___ Data provided ___

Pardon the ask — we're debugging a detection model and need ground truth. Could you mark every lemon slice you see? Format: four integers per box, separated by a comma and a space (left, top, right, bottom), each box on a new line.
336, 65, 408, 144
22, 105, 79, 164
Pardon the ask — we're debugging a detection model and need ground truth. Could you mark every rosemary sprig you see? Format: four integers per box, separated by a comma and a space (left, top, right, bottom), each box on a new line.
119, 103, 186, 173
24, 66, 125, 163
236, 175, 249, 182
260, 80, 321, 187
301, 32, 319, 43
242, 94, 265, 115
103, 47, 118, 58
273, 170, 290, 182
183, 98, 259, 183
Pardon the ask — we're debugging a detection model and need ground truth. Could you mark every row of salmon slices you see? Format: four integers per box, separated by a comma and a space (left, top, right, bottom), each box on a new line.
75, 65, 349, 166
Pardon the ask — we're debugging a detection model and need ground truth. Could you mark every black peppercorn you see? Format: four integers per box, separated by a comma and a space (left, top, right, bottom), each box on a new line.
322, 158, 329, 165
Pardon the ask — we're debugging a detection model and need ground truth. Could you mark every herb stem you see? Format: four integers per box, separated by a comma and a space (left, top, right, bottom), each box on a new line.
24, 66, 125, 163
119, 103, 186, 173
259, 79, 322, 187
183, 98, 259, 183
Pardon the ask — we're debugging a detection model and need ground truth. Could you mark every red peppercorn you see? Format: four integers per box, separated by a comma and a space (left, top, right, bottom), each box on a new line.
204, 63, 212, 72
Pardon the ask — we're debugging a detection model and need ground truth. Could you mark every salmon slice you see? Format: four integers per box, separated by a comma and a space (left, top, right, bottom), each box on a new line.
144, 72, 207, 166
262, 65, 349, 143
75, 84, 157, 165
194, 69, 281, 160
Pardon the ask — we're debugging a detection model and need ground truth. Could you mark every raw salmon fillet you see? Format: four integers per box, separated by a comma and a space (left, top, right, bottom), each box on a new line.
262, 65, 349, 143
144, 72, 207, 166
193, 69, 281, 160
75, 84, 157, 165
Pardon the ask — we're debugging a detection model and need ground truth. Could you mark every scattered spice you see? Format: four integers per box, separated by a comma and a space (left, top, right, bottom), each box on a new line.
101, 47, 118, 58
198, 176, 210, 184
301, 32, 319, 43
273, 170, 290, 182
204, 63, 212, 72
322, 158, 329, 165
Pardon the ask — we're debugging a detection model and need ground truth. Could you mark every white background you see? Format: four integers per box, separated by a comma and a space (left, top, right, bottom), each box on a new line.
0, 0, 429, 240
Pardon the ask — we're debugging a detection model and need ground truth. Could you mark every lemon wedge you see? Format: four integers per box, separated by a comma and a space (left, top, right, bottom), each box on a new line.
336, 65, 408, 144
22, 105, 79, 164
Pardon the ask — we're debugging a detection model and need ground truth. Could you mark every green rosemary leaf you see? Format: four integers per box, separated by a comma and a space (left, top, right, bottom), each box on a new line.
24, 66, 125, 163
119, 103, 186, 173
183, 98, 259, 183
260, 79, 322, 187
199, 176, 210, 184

___

Task directions:
Revise every record above, replacing "ground truth" with "reference labels" wherever it occurs and leaving all other text unchanged.

Answer:
Pardon the ask — we're debugging a detection model and need reference labels. Could you mark every lemon slice you see? Format: four integers per box, separated by a comma and a space (left, top, right, bottom), each box on a new line.
336, 65, 408, 144
22, 105, 79, 164
Pardon the ask — we're debugging a detection model and need reference labels. Could you mark every rosemary sprig you see? Format: four integers per box, separated by a comma and a space (left, top, right, bottom), each box on a new line.
119, 103, 186, 173
24, 66, 125, 163
236, 175, 249, 182
260, 80, 321, 187
301, 32, 319, 43
242, 94, 265, 115
103, 47, 118, 58
273, 170, 290, 182
183, 98, 259, 183
Pardon the ask — we're debugging a detection model and need reference labels. Could you mark every row of salmon slices you see? Format: four integers per box, separated by a comma and a space (left, top, right, bottom), each box on a new line.
75, 65, 349, 166
Pardon the ask — we're debugging a detection model and need reference labels. Could you mark every black peppercorn you see? Format: four integers per box, separated by a comma and a space (left, top, right, bottom), each box on a new line.
322, 158, 329, 165
Pardon the ask — we're debugging a detection model and need reference labels. Could you mark every herb stem you see? Format: four integers per box, separated by a comma and a space (left, top, right, bottom), each box on a new line.
24, 66, 125, 163
119, 103, 186, 173
259, 79, 322, 187
183, 98, 259, 183
Pardon the ask — we're debugging a detection model and need reference labels. Could you mark every red peppercorn you see? Format: four integers per box, separated by a comma and a space (left, top, right, bottom), each box on a new line.
204, 63, 212, 72
Pardon the ask — we're debugging a detection model and need reference labels. Could you mark every salmon slice you see? Format: four integers per box, separated by a comma and a space (left, top, right, bottom), each box on a new line.
144, 72, 207, 166
262, 65, 349, 143
75, 84, 157, 165
194, 69, 281, 160
Pardon the ask — we're debugging a detection model and need reference labels. Could you mark every raw salmon fillet you see? Format: four integers per box, separated by a comma and a space (left, top, right, bottom), each box on a new line.
262, 65, 349, 143
144, 72, 207, 166
193, 69, 281, 160
75, 84, 157, 165
Pardon the ask — we're debugging a detection model and need reference labels. Could you mark every scattered spice you see? Format: four integers per box, separated by a comma and a space (left, top, right, bottom), each box on a new line.
101, 47, 118, 58
198, 176, 210, 184
301, 32, 319, 43
273, 170, 290, 182
204, 63, 212, 72
322, 158, 329, 165
Pardon the ask — we're debugging a detection model and need reference labels. Could you mark every white background you see? Format: four integers per box, separated by a comma and a space (left, top, right, bottom), each box on a new line.
0, 0, 429, 240
Pardon the ask — we're debugging a detection model and need reference labels. Could you mark every lemon wedge you see? Format: four integers per box, separated by a comma and a space (left, top, right, bottom), each box on a new line.
336, 65, 408, 144
22, 105, 79, 164
Pardon the ask — we're debugging a detection model and need reference labels. Could you mark every green rosemary leaf you see? Format: four integers per box, separated by a comma and a space (left, top, right, bottom), each box on a new line.
24, 66, 125, 163
119, 103, 186, 173
183, 98, 259, 183
260, 79, 322, 187
199, 176, 210, 184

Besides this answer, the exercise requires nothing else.